►

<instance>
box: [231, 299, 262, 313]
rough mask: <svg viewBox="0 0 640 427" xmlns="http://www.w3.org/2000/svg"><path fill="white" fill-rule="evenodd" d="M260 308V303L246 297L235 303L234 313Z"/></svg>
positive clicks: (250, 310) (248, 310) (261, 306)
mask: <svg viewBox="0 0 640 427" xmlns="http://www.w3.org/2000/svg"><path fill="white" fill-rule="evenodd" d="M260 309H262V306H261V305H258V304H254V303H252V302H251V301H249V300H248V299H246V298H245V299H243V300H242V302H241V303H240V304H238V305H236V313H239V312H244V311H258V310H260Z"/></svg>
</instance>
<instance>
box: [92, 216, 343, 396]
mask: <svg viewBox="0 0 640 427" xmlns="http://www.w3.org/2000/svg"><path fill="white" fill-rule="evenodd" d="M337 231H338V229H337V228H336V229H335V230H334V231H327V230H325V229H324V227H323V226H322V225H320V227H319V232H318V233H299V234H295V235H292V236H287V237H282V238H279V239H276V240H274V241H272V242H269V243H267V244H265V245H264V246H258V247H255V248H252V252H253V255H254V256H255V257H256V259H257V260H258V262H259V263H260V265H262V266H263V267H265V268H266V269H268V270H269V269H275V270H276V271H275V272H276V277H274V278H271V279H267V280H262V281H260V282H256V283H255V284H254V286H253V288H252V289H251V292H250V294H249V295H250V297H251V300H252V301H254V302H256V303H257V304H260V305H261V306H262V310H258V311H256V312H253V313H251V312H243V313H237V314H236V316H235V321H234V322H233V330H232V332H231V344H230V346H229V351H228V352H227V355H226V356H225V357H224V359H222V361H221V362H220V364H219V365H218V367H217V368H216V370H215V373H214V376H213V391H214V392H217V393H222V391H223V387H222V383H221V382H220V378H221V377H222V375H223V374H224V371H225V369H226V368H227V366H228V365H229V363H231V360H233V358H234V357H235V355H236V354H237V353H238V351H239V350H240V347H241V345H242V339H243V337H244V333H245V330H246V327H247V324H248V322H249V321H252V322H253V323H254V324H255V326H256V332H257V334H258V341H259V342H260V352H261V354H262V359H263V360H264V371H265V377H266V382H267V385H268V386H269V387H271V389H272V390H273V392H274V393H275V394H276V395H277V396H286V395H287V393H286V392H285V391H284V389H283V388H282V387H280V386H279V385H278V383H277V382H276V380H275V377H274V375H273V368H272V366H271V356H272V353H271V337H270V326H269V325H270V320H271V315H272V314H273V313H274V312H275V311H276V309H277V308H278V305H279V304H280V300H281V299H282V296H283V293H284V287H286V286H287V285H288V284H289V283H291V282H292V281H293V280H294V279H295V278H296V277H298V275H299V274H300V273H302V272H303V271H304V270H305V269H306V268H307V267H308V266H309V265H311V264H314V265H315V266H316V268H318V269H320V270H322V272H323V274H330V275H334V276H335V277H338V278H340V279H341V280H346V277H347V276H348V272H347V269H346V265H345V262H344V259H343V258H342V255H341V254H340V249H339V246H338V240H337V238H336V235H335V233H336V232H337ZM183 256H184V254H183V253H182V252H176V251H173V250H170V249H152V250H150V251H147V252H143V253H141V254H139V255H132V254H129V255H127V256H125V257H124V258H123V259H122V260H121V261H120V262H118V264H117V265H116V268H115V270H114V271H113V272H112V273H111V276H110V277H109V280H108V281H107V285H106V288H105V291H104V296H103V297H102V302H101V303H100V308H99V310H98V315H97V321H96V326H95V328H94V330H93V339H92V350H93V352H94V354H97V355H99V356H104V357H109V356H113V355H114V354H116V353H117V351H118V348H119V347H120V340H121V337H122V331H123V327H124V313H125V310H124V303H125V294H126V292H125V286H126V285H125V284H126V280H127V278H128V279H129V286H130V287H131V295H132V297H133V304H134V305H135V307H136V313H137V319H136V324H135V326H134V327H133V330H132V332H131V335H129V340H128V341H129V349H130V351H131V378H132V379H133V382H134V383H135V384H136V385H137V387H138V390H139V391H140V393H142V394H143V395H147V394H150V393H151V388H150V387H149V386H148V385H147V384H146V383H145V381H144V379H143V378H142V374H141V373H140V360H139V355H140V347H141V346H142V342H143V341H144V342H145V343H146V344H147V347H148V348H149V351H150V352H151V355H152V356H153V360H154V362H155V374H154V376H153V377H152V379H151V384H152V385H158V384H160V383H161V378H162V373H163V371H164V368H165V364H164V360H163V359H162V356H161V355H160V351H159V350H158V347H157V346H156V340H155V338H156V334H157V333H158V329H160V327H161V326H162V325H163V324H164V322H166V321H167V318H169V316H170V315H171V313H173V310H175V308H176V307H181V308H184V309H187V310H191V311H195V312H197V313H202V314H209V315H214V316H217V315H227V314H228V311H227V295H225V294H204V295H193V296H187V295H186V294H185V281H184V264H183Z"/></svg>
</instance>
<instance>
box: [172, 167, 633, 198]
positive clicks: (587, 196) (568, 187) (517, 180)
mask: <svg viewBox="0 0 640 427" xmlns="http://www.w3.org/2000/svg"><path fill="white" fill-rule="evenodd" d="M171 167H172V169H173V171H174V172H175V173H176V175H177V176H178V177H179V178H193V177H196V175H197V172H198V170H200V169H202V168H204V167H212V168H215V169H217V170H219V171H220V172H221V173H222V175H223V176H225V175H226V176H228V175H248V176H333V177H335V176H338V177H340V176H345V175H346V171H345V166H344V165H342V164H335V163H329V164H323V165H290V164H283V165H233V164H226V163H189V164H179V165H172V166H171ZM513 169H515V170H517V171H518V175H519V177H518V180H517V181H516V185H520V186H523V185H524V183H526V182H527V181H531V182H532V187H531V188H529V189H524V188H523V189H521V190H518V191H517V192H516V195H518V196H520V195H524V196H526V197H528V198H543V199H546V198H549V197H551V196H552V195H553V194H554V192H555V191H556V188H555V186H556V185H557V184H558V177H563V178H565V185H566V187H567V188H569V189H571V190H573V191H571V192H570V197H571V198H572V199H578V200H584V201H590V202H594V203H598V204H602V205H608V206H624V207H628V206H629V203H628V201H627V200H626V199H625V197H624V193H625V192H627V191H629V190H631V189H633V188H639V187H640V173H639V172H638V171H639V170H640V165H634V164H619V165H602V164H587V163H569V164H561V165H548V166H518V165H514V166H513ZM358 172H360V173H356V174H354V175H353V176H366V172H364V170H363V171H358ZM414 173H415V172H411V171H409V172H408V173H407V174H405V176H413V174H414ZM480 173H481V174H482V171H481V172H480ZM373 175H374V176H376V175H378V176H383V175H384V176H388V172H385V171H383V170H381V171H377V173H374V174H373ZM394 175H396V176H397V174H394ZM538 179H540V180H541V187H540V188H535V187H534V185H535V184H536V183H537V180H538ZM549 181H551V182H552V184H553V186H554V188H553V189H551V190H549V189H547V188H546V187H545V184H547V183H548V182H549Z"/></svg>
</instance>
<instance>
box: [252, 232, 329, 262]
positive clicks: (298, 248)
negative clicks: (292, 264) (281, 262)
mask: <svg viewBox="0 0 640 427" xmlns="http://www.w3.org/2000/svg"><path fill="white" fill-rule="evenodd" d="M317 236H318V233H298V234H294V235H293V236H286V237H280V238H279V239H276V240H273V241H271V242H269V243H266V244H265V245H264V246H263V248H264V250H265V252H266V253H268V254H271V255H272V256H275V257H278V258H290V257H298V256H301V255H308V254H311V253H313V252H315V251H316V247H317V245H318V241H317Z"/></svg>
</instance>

◄

Above are the entries; copy every line among them that contains the word "clicks".

positive clicks: (250, 310) (248, 310) (261, 306)
positive clicks: (587, 196) (568, 187) (517, 180)
positive clicks: (298, 248)
negative clicks: (292, 264) (281, 262)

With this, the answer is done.